▸ **What you should do**
Return every record exactly as written.

▸ **Records shown**
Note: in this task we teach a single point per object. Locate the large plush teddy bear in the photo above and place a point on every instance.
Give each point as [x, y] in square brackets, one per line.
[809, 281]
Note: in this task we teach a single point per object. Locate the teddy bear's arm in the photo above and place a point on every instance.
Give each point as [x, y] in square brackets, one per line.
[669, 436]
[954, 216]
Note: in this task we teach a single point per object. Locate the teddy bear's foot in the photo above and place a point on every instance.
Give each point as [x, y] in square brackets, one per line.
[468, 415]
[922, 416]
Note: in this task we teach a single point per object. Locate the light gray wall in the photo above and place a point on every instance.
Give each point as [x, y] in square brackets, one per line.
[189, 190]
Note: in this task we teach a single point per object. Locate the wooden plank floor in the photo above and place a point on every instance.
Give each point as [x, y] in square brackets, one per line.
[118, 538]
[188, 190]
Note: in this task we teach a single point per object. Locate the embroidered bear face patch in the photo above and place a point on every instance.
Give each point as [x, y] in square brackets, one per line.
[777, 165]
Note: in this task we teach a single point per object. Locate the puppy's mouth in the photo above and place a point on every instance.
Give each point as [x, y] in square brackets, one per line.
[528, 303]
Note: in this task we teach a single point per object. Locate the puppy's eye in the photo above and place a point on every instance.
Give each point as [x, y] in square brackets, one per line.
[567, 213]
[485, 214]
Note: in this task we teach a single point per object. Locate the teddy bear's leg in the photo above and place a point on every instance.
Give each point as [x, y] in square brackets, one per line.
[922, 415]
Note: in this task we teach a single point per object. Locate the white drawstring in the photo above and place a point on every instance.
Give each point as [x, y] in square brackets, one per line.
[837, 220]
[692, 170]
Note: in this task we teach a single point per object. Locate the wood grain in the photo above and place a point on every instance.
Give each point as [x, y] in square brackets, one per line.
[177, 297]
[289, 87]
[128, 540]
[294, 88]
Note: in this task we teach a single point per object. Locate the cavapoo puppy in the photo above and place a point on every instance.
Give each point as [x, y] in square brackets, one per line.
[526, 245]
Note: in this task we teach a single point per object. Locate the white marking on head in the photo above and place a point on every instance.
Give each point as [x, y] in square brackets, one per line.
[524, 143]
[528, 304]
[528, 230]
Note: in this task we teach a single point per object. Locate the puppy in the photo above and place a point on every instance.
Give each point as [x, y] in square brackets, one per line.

▸ **Response to this exercise**
Note: in this task we teach a single point per object. Locate the large plush teddy bear in the photo above and place a point on every instance.
Give each point as [x, y] in square brackets, one per line.
[809, 281]
Note: in this task we teach a single point per object. Locate the teddy bear's arm in the photo above and place a point on every instance.
Give each point as [x, y] in square brackets, one per line.
[669, 436]
[954, 216]
Note: in this task we teach a single point per object. Locate the teddy bear's foot in the photo above and place a point on every instance.
Give each point as [x, y] in square brackets, one per line.
[468, 415]
[922, 416]
Note: in this task we teach a single point per object. Locate the light gray wall in the photo above and place a point on every instance.
Give each point as [x, y] in square brackets, one per line.
[189, 190]
Note: in this task we teach a single point per object. Locate the wooden plank floor in the photo above and place a point on every instance.
Give each point as [x, y] in square brackets, one per line.
[118, 538]
[188, 190]
Note: in this task we teach a single point per object. Locate the embroidered bear face patch in the photo above and place a point on every instance.
Give each point as [x, y] in square brackets, one per line.
[777, 165]
Note: in this task we teach a single point per object. Locate the puppy's mouth in the photo above and place a point on every instance.
Give each point as [x, y] in square brackets, one per line.
[528, 303]
Note: in this task we teach a single point per object. Locate the puppy's eye in the photo above and place a point on every instance.
Give each point as [x, y] in square brackets, one per line.
[567, 213]
[485, 214]
Note: in this task we teach a single point per object. Locate the teddy bear's leg in the photo above and place a point on every instance.
Give each point as [x, y] in square brackets, one per line.
[922, 415]
Note: in this task we teach a single point per object. Locate the white drawstring in the photo above and place a point on every instance.
Give each point as [x, y] in square brackets, one per line.
[837, 220]
[692, 170]
Note: in this task we teach a single point per object. Locate the wood grain in the photo above and place a point on every instance.
Give each point as [x, y] in square brackets, one per line.
[177, 297]
[289, 87]
[128, 540]
[294, 88]
Note: in this task we teach a single point per object. Locate the cavapoo puppy in the photo above and place a point on every instance.
Give each point as [x, y] in square brackets, one per line.
[526, 245]
Note: in this task we teach a single point per object. Locate the white marking on head in the photo above and place a point on every instance.
Give each point as [x, y] in square brackets, one per line.
[524, 143]
[528, 304]
[528, 230]
Note: in this task we teach a single point per object. Locate the puppy in the photo above and place a point on every instance.
Give each point as [x, y] in square brackets, one per line.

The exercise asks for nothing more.